* **Object point labels**:

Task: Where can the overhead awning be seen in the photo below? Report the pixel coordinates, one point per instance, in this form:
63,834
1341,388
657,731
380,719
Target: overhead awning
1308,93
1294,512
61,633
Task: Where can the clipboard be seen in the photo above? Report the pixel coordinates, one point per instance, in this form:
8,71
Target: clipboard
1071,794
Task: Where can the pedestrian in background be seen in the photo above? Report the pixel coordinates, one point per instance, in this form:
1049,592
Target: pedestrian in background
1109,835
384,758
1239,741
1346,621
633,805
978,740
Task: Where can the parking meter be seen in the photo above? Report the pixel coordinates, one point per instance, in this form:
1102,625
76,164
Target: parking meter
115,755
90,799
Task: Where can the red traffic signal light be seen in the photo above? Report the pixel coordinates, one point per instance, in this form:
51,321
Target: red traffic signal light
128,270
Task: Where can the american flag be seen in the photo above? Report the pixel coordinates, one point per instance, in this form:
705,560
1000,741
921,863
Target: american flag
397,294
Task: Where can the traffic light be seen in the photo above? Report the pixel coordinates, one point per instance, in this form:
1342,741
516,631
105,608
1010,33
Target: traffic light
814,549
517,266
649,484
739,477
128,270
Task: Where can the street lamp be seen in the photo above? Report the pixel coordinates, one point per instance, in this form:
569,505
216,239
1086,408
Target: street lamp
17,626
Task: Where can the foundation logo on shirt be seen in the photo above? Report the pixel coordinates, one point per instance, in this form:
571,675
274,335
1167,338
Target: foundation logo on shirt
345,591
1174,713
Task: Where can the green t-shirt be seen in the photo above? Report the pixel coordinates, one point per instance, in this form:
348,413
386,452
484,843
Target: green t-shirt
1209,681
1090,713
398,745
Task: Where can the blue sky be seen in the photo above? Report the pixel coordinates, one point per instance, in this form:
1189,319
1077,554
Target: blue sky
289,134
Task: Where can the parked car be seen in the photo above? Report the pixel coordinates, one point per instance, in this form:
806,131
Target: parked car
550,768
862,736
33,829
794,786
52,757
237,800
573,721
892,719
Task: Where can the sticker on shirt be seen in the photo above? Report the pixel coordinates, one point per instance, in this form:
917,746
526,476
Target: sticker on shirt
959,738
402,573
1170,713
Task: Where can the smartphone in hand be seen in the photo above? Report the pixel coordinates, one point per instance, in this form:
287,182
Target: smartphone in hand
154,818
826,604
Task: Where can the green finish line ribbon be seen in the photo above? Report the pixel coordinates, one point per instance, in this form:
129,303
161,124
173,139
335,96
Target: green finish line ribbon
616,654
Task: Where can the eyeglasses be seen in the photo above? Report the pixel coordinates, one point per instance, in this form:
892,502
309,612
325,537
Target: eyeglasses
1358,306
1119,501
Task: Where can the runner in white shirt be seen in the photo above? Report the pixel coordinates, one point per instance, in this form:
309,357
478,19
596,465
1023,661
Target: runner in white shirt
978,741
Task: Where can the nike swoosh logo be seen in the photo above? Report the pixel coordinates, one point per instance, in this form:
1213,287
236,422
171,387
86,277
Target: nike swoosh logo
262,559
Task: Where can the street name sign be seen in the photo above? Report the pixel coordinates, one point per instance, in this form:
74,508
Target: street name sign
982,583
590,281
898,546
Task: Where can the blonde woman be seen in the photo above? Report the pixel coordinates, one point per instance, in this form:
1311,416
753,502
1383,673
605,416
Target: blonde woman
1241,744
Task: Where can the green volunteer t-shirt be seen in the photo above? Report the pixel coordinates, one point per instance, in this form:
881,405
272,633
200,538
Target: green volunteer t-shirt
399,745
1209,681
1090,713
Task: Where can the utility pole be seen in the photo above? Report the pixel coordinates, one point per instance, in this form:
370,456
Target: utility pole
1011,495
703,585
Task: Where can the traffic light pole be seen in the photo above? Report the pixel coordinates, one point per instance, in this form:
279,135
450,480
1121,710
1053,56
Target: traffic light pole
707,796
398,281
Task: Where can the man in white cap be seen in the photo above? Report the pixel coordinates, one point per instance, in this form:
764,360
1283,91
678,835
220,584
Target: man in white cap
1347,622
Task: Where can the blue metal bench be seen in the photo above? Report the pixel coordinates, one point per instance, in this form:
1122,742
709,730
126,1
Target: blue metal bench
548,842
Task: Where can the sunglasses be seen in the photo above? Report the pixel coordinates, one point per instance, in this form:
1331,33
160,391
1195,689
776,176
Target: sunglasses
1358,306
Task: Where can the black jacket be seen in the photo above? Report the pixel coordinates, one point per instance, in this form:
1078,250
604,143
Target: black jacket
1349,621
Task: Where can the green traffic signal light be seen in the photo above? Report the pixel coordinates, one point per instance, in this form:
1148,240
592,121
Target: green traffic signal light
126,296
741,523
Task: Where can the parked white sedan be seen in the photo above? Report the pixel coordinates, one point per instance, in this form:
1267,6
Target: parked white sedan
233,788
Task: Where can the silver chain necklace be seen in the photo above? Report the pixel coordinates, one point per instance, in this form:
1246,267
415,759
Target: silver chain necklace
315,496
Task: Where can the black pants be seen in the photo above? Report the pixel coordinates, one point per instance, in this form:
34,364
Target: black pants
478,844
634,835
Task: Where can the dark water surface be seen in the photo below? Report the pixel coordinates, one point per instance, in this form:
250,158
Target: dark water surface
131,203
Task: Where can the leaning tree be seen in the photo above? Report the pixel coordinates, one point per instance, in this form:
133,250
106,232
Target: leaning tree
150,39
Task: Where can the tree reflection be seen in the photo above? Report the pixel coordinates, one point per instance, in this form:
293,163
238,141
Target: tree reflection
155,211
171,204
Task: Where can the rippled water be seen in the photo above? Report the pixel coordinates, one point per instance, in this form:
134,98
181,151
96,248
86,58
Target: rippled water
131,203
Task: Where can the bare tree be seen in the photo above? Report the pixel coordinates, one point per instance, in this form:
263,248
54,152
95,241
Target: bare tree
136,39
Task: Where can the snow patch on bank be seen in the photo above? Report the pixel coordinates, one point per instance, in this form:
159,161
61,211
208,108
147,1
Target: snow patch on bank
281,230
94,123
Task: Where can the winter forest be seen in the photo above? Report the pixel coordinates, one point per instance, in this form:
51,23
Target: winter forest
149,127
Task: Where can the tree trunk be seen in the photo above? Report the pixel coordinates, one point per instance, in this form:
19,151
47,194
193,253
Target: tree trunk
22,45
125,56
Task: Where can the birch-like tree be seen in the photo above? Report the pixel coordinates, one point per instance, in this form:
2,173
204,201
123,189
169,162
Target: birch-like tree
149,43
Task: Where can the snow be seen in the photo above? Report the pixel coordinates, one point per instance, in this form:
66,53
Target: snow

* **GIVEN EXERCISE**: From the line holding "Task: Where can the leaning" down to the final line above, quote every line exactly and only those lines.

* **THE RESPONSE**:
Task: Where can the leaning tree be seen in the photo above? Report the pixel coordinates, one point per instance, in this form:
133,250
106,232
Target: leaning tree
150,39
Task: Where can the tree reflection be seen in the photo above? Report the pixel coordinates, one point per instance, in this form:
293,163
238,141
Target: tree reflection
155,211
171,204
Task: Where can the rippled water be seen in the photo above? Report the pixel coordinates, one point per instance, in this form:
134,98
181,151
96,248
86,58
Target: rippled water
131,203
Task: Where can the bare tree be seen in the photo above? Report the pixel coordinates, one point per instance, in this form:
263,248
54,152
95,241
Target: bare tree
136,39
Task: Where can the snow patch on bank be seen in the photo above? Report the pixel coordinates, one point per instance, in this form:
159,161
61,211
208,108
147,1
Target: snow patch on bank
281,230
94,123
Task: Where can the winter forest be seen in the photo above? Report the pixel coordinates, one point per instance, in this form:
51,23
Target: winter forest
149,127
Task: Where can the tree trunk be seen in the photo above? Report the pixel coordinates, one point per instance, in this form:
19,151
47,194
193,253
Target: tree trunk
22,45
125,56
Task: Where can the birch-like tree be seen in the photo above? Report the pixel coordinates, one point per instance, in this form:
2,173
204,201
123,189
169,162
Target: birch-like tree
149,43
Task: Where can the snow be seen in the photo above? Report the pixel coordinates, one point per instance, in this form:
66,53
Target: snow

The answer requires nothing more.